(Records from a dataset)
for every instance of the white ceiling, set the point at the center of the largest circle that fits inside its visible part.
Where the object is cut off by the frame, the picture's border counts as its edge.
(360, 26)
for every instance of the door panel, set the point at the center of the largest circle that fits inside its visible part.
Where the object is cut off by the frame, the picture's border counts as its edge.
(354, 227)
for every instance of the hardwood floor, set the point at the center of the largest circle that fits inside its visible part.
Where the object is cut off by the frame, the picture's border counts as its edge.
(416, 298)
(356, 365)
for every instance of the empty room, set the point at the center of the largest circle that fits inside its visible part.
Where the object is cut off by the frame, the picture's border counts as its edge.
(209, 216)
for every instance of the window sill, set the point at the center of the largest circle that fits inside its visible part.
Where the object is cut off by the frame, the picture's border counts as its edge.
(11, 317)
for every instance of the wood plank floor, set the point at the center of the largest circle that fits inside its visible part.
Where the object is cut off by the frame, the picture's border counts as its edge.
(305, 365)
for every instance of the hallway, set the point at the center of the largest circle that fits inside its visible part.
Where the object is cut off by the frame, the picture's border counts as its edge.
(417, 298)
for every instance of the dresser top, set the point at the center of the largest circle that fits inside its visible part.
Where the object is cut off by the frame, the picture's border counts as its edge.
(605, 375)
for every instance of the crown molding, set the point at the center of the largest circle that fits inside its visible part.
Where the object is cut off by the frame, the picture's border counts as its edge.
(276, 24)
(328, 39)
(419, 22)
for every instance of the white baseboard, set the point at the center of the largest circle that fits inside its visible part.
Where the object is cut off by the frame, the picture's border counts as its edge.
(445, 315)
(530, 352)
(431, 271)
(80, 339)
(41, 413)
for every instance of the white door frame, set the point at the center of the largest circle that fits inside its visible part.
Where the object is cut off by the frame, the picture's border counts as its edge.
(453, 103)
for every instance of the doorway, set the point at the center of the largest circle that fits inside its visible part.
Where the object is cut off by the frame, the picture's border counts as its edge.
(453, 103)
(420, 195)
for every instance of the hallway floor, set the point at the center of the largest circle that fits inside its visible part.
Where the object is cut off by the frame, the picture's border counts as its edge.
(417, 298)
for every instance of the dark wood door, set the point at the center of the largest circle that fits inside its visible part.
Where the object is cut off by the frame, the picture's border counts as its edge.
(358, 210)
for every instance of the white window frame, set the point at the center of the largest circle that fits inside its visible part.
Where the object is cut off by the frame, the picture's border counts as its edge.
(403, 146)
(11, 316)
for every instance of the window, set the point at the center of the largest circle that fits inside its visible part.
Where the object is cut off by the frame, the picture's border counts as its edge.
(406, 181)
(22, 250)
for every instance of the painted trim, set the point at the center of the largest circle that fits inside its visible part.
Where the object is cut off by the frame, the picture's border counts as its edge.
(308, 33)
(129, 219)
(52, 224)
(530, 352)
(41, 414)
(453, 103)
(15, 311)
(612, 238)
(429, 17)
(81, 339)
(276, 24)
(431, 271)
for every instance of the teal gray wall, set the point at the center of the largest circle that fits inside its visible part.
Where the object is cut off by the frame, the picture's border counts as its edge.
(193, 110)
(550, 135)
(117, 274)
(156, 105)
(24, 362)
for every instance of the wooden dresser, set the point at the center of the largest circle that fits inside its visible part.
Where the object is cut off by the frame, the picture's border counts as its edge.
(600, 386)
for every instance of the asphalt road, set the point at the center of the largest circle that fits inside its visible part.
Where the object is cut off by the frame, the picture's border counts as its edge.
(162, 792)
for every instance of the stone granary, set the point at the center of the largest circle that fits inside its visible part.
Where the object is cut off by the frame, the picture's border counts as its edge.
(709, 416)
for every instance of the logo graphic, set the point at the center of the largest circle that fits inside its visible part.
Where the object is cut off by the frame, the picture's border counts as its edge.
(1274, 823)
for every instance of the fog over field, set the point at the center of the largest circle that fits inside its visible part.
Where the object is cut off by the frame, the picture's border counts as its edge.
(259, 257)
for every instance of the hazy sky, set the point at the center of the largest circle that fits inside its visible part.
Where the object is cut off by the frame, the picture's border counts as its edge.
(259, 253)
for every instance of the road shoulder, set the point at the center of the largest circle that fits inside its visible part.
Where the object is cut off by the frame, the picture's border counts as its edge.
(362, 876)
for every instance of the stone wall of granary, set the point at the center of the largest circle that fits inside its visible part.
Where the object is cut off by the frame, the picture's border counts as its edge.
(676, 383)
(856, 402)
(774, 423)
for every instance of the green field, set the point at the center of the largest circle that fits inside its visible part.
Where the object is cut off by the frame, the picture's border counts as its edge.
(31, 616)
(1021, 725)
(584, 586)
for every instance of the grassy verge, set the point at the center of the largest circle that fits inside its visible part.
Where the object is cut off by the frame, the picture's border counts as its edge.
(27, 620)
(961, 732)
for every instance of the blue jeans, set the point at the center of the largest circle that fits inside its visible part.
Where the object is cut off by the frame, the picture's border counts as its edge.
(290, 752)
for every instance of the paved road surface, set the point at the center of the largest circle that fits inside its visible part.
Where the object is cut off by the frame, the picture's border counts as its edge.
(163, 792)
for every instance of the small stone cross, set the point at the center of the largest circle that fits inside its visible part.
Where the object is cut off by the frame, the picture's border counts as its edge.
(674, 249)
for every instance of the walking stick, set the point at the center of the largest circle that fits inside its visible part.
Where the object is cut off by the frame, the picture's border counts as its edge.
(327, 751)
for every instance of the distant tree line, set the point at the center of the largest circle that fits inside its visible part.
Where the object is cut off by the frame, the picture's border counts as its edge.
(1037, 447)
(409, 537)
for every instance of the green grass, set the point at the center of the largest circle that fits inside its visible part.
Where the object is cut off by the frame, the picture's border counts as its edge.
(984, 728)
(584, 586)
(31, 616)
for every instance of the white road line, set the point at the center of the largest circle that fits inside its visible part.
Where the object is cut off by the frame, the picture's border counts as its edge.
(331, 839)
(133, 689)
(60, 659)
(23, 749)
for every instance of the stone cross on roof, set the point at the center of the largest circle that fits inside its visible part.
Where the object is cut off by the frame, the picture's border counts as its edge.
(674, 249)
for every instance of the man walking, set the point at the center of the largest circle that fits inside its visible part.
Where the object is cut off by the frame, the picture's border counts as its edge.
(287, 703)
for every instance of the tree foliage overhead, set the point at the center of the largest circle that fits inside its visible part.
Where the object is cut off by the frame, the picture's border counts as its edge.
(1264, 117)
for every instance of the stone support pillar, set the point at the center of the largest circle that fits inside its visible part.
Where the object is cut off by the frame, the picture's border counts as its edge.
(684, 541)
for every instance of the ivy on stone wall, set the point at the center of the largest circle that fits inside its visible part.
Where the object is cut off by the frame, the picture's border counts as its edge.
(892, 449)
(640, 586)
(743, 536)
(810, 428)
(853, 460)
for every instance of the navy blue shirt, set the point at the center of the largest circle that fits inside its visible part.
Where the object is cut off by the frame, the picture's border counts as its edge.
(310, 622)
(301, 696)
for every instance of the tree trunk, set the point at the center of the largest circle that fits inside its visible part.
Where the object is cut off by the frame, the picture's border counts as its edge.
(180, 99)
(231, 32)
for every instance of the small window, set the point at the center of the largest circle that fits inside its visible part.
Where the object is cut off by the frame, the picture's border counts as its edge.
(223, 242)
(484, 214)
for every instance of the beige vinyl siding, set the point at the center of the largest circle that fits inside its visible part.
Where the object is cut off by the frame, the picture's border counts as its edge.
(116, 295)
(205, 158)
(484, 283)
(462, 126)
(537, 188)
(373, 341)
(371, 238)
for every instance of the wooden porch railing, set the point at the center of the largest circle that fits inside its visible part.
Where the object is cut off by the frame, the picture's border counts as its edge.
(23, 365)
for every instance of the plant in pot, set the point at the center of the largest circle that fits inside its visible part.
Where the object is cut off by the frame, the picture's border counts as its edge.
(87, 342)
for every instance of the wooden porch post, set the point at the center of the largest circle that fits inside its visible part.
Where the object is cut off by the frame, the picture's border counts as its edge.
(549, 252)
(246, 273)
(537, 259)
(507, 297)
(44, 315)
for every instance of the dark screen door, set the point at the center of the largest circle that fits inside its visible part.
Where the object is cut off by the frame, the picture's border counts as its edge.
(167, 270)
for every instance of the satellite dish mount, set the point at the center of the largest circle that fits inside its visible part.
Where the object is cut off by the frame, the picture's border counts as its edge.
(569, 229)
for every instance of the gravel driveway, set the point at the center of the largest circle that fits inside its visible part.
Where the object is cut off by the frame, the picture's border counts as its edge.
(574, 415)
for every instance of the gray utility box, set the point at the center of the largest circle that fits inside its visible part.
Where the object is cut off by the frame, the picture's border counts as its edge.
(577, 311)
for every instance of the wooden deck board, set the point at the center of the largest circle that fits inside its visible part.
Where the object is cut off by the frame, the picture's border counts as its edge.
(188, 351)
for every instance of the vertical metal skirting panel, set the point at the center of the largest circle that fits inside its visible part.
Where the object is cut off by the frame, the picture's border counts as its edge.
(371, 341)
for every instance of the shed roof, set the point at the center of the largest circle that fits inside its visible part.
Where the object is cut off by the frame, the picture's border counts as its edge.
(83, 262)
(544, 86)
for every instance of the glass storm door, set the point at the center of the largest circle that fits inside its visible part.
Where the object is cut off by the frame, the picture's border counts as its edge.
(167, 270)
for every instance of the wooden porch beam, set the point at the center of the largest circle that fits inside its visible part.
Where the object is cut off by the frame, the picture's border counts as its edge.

__WORK INSTRUCTIONS__: Transcribe the records from their first line. Stop after the line with "for every instance of the crown", including it.

__OUTPUT OF THE TASK__:
for every instance of the white ceiling, set the point at the center of the largest circle that fits inside its visible part.
Where the object is cut off by the frame, the picture's border counts as its edge.
(360, 26)
for every instance of the door panel, set the point at the center of the largest circle that fits inside its visible part.
Where the object is cut off by the frame, the picture's border counts as its edge.
(354, 227)
for every instance of the hardwood floor, set the point at the center of the largest circle that fits inside its visible part.
Where the object is cut off by the frame, the picture's border counts as its edge.
(416, 298)
(356, 365)
for every instance of the empty room, set the point at the center of the largest circle that fits inside its visible part.
Where the object is cut off by the frame, the picture's border counts as its edge.
(209, 216)
for every instance of the window sill, set the point at the center of the largest circle that fits inside its visible part.
Where the object is cut off by the frame, the picture's border counts as its edge.
(11, 317)
for every instance of the wood plank floor, set the point at the center of the largest circle that fits inside its visible part.
Where the object is cut off by the frame, the picture's border counts as its edge.
(305, 365)
for every instance of the hallway, set the point at the center of the largest circle that fits inside its visible part.
Where the object is cut off by the frame, the picture's border counts as its edge.
(417, 298)
for every instance of the dresser top, set the point at the center of the largest circle that fits inside its visible part.
Where the object is cut off by the frame, the picture's border counts as its edge.
(605, 375)
for every instance of the crown molding, set the point at the center of the largest circle that fits inside its visible part.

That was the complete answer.